-- Start of Task inputs --

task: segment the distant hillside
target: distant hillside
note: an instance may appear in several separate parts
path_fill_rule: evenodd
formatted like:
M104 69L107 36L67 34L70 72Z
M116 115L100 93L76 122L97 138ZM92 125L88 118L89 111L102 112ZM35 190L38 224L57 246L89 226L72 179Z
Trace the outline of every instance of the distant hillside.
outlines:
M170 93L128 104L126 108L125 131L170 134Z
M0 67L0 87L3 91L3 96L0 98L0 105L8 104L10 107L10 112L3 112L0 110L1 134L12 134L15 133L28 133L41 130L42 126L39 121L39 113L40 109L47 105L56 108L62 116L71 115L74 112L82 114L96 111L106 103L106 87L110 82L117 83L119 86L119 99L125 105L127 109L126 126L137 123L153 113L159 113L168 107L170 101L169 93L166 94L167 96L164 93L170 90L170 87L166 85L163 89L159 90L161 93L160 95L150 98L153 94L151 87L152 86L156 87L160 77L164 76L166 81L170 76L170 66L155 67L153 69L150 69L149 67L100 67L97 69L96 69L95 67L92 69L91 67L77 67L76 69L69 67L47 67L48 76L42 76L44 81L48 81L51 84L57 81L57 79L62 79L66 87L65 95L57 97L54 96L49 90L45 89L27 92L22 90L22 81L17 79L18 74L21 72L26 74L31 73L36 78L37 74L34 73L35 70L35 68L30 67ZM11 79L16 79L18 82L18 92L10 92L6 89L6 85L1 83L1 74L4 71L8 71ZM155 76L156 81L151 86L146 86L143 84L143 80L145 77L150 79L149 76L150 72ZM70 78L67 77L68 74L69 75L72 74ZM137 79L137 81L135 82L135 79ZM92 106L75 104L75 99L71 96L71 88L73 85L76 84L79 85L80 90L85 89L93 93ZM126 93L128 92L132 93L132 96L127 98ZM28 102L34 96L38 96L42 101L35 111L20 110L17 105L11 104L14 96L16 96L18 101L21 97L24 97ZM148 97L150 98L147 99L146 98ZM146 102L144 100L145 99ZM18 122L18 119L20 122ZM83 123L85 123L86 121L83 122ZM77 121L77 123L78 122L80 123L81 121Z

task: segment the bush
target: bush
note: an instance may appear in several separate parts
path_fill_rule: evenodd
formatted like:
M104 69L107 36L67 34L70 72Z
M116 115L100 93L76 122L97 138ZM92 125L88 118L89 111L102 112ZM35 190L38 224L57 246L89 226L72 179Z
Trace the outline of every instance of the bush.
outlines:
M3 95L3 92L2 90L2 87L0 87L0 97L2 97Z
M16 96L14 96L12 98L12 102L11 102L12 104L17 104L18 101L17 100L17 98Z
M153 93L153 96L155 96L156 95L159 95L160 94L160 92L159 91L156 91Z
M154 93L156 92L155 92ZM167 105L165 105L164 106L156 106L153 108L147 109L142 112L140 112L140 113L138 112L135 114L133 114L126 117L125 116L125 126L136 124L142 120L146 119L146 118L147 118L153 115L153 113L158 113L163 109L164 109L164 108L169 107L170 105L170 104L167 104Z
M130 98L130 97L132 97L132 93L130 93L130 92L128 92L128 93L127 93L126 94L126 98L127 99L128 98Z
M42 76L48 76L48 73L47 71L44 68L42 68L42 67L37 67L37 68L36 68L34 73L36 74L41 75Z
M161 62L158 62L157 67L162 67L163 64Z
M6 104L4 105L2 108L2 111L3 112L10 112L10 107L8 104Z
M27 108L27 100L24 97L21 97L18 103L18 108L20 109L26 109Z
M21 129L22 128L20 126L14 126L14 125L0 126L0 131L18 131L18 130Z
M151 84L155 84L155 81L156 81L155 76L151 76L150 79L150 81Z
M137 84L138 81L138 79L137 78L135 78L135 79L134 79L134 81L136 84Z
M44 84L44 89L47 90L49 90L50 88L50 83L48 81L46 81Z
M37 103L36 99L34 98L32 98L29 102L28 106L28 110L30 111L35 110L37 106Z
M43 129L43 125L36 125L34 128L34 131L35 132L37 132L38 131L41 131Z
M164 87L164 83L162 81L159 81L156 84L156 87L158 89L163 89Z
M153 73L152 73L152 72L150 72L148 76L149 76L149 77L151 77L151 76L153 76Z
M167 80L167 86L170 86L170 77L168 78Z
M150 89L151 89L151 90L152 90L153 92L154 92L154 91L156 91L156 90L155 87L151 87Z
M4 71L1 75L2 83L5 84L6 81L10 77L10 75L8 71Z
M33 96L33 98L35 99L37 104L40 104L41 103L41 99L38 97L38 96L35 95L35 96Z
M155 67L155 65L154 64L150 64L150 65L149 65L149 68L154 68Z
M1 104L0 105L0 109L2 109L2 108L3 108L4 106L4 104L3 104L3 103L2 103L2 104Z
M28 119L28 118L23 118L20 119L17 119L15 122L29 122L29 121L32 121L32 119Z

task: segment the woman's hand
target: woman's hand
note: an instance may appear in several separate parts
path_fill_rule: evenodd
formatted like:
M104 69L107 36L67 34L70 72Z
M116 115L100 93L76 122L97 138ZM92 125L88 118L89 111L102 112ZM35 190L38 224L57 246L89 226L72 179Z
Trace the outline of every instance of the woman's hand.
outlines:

-- End of Task inputs --

Render every line of the rows above as a JSON list of strings, one string per line, and leave out the blank lines.

[
  "task: segment the distant hillside",
  "target: distant hillside",
  "note: an instance may appear in several separate parts",
  "path_fill_rule: evenodd",
  "formatted like:",
  "M104 69L107 36L67 34L70 72Z",
  "M116 115L100 93L76 122L97 138ZM92 125L88 118L89 111L102 112ZM35 190L38 224L57 246L89 226L72 179Z",
  "Trace the outline of every instance of the distant hillside.",
  "outlines:",
  "M170 93L128 104L126 108L125 131L170 134Z",
  "M0 67L0 87L3 91L3 96L0 98L0 105L8 104L10 107L10 112L3 112L0 110L1 134L12 134L15 133L28 133L41 130L42 126L39 121L39 113L40 109L47 105L56 108L62 116L71 115L74 112L82 114L96 111L106 103L106 87L110 82L117 83L119 86L119 99L125 105L127 109L126 126L137 123L153 113L159 113L168 107L170 101L169 93L166 94L167 96L164 93L170 90L170 87L166 85L163 89L159 90L161 93L160 95L150 98L153 94L151 87L152 86L156 87L160 77L164 76L166 81L170 76L170 66L155 67L153 69L150 69L149 67L100 67L97 69L96 69L95 67L92 69L91 67L77 67L76 69L69 67L47 67L48 76L42 76L44 81L48 81L51 84L57 81L57 79L62 79L66 87L65 95L57 97L54 96L49 90L45 89L27 92L22 90L22 81L17 79L18 74L21 72L26 74L31 73L36 78L37 74L34 73L35 70L35 68L30 67ZM11 79L16 79L18 82L18 92L10 92L6 89L6 85L1 83L1 74L4 71L8 71ZM155 76L156 81L151 86L146 86L143 84L143 80L145 77L150 79L149 76L150 72ZM70 78L67 77L68 74L69 75L72 74ZM137 79L137 81L135 82L135 79ZM92 106L75 104L75 99L71 96L71 88L73 85L76 84L79 85L80 90L85 89L93 93ZM126 93L128 92L132 93L132 96L127 98ZM28 102L34 96L38 96L42 101L35 111L20 110L17 105L11 104L14 96L16 96L18 101L21 97L24 97ZM148 97L150 98L147 99L146 98ZM146 102L144 100L145 99ZM18 122L18 119L20 122ZM83 123L85 123L86 121L83 122ZM77 121L77 123L78 122L80 123L81 121Z",
  "task: segment the bush",
  "target: bush",
  "note: an instance may appear in several separate parts",
  "path_fill_rule: evenodd",
  "formatted like:",
  "M104 69L107 36L67 34L70 72Z",
  "M116 115L100 93L76 122L97 138ZM92 125L88 118L89 111L102 112ZM35 190L38 224L57 246L89 226L72 179Z",
  "Trace the outline of every instance of the bush.",
  "outlines:",
  "M3 95L3 92L2 90L2 87L0 87L0 97L2 97Z",
  "M16 96L14 96L12 98L12 102L11 102L12 104L17 104L18 101L17 100L17 98Z",
  "M153 93L153 96L155 96L156 95L159 95L160 94L160 92L159 91L156 91Z",
  "M154 93L156 92L155 92ZM167 105L165 105L164 106L156 106L153 108L147 109L142 112L140 112L140 113L138 112L135 114L133 114L126 117L125 116L125 126L136 124L142 120L146 119L146 118L147 118L153 115L153 113L158 113L163 109L164 109L164 108L169 107L170 105L170 104L167 104Z",
  "M130 98L130 97L132 97L132 93L130 93L130 92L128 92L128 93L127 93L126 94L126 98L127 99L128 98Z",
  "M42 76L48 76L48 73L47 71L44 68L42 68L42 67L37 67L37 68L36 68L34 73L36 74L41 75Z",
  "M161 62L158 62L157 67L162 67L163 64Z",
  "M6 104L4 105L2 108L2 111L3 112L10 112L10 107L8 104Z",
  "M27 108L27 100L24 97L21 97L18 103L18 108L20 109L26 109Z",
  "M21 129L22 128L20 126L14 126L14 125L0 126L0 131L18 131L18 130Z",
  "M151 84L155 84L155 81L156 81L155 76L151 76L150 79L150 81Z",
  "M137 84L138 81L138 79L137 78L135 78L135 79L134 79L134 81L136 84Z",
  "M44 84L44 89L47 90L49 90L50 88L50 83L48 81L46 81Z",
  "M37 103L36 99L34 98L32 98L29 102L28 106L28 110L30 111L35 110L37 106Z",
  "M43 129L43 125L36 125L34 128L34 131L35 132L37 132L38 131L41 131Z",
  "M164 87L164 83L162 81L159 81L156 84L156 87L158 89L163 89Z",
  "M153 73L152 73L152 72L150 72L148 76L149 76L149 77L151 77L151 76L153 76Z",
  "M167 80L167 86L170 86L170 77L168 78Z",
  "M150 89L151 89L151 90L152 90L153 92L154 92L154 91L156 91L156 90L155 87L151 87Z",
  "M4 71L1 75L2 83L5 84L6 81L10 77L10 75L8 71Z",
  "M33 96L33 98L35 99L37 104L40 104L41 103L41 99L38 97L38 96L35 95L35 96Z",
  "M155 67L155 65L154 64L150 64L150 65L149 65L149 68L154 68Z",
  "M1 104L0 105L0 109L2 109L2 108L3 108L4 106L4 104L3 104L3 103L2 103L2 104Z",
  "M28 119L28 118L23 118L20 119L17 119L15 122L29 122L29 121L32 121L32 119Z",
  "task: segment the woman's hand",
  "target: woman's hand",
  "note: an instance may appear in several separate parts",
  "path_fill_rule: evenodd",
  "formatted like:",
  "M104 69L107 36L67 34L70 72Z",
  "M116 115L100 93L76 122L97 138ZM92 125L88 118L89 111L102 112ZM35 190L38 224L57 246L89 226L72 179Z",
  "Trace the outline of every instance of the woman's hand.",
  "outlines:"
]